### Page excerpt

--- begin ---

Gibbons, Sloviter, and Becker, Circuit Judges.

Author: Becker


BECKER, Circuit Judge.

This appeal in a Virgin Islands products liability case requires us to determine the quantum of evidence necessary to make out a case of breach of implied warranty of fitness for a particular purpose under U.C.C. § 2-315, V.I. Code Ann. tit. 11-A, § 2-315 (1965). Because under this cause of action a buyer must prove that he actually relied on the seller's skill or judgment in selecting the goods in question, and because at trial the plaintiff presented no such evidence, we must set aside a verdict grounded on section 2-315. The appeal also requires us to explore the relationship between the elements of liability under Restatement (Second) of Torts § 402A (strict products liability) and section 2-314 of the Uniform Commercial Code, V.I. Code Ann. tit. 11-A, § 2-314 (1965) (breach of seller's implied warranty of merchantability). Because we conclude that the requisites for liability under sections 402A and 2-314 are, under the facts of this case, coextensive, we therefore set aside as irreconcilably inconsistent, the jury's findings that a truck chassis manufactured and sold by defendant, International Harvester ("Harvester") was not defective and unreasonably dangerous, but that the sale breached Harvester's implied warranty of merchantability. To provide guidance for the district court on retrial, we also consider a number of evidentiary issues presented by the record.

I. Facts and Procedural History

Plaintiff Kenneth Gumbs, a truck driver, was employed by Tri-Island Enterprises, Inc. of St. Thomas to deliver water on the island of St. Thomas in an International Harvester Series 1800 truck on which was mounted a tank capable of holding 2700 gallons of water. On February 9, 1978, at about 4:00 a.m., plaintiff was driving the truck loaded to a gross weight of 33,000 pounds. He came to Cassi Hill (a 10% grade), shifted down into gear at the top of the hill, and began his descent. Plaintiff testified at trial that he heard a clanging sound, and that the truck began to gain speed. He applied the brakes to no avail and could not control the steering. At the first turn, a switchback, the truck hit the guardrail, went off the road, and rolled 325 feet to the bottom of a ravine, destroying the truck and injuring plaintiff's back.

Harry Howe, president of Tri-Island Enterprises, had purchased the series 1800 truck from International Harvester of Puerto Rico, Inc., after visiting the Harvester sales office in Chicago to discuss modifications to the vehicle.*fn1 Howe purchased this truck to replace an older International Harvester truck that had also been used to transport water. International Harvester of Puerto Rico removed the water tank from the older truck and installed it on the new truck.

--- end ---

### Data rows
--- begin ---

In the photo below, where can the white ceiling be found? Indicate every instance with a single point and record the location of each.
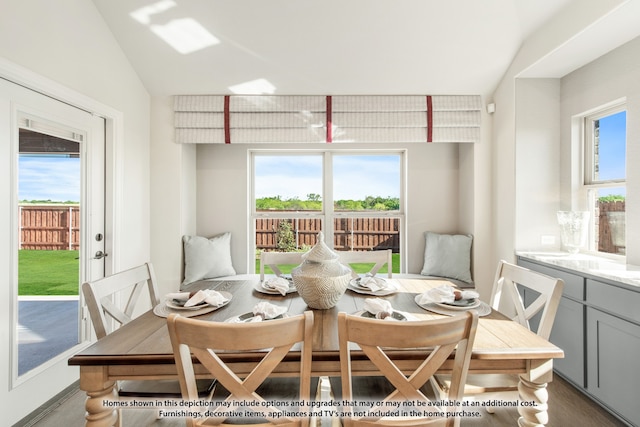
(328, 46)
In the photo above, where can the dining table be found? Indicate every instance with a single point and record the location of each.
(141, 349)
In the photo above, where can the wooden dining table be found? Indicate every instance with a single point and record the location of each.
(141, 350)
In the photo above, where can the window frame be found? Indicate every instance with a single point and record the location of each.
(590, 186)
(328, 212)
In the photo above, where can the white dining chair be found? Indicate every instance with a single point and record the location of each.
(375, 338)
(275, 260)
(114, 301)
(545, 292)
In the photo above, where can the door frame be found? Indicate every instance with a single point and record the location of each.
(114, 184)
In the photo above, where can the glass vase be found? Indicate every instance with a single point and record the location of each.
(574, 228)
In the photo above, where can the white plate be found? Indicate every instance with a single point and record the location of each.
(260, 287)
(175, 306)
(355, 287)
(468, 306)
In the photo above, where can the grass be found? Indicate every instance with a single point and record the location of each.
(358, 267)
(48, 272)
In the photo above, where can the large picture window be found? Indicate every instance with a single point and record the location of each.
(353, 197)
(605, 178)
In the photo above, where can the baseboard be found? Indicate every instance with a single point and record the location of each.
(48, 406)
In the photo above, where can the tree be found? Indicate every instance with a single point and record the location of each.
(285, 240)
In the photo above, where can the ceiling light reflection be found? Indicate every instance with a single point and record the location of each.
(185, 35)
(143, 15)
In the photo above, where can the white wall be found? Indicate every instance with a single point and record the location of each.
(68, 44)
(609, 78)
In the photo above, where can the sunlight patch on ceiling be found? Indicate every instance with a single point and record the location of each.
(254, 87)
(185, 35)
(143, 15)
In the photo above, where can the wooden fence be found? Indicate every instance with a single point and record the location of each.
(50, 227)
(611, 227)
(355, 234)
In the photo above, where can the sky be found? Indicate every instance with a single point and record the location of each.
(355, 176)
(54, 178)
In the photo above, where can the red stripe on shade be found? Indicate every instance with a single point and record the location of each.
(429, 119)
(329, 123)
(227, 120)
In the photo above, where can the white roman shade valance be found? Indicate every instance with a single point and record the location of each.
(207, 119)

--- end ---

### Required task 1
According to the opinion excerpt, how far did the truck roll after it went off the road?
### Required task 2
Echo everything in the opinion excerpt from "Plaintiff Kenneth Gumbs, a" down to "injuring plaintiff's back.".

### Final answer 1
325 feet, to the bottom of a ravine.

### Final answer 2
Plaintiff Kenneth Gumbs, a truck driver, was employed by Tri-Island Enterprises, Inc. of St. Thomas to deliver water on the island of St. Thomas in an International Harvester Series 1800 truck on which was mounted a tank capable of holding 2700 gallons of water. On February 9, 1978, at about 4:00 a.m., plaintiff was driving the truck loaded to a gross weight of 33,000 pounds. He came to Cassi Hill (a 10% grade), shifted down into gear at the top of the hill, and began his descent. Plaintiff testified at trial that he heard a clanging sound, and that the truck began to gain speed. He applied the brakes to no avail and could not control the steering. At the first turn, a switchback, the truck hit the guardrail, went off the road, and rolled 325 feet to the bottom of a ravine, destroying the truck and injuring plaintiff's back.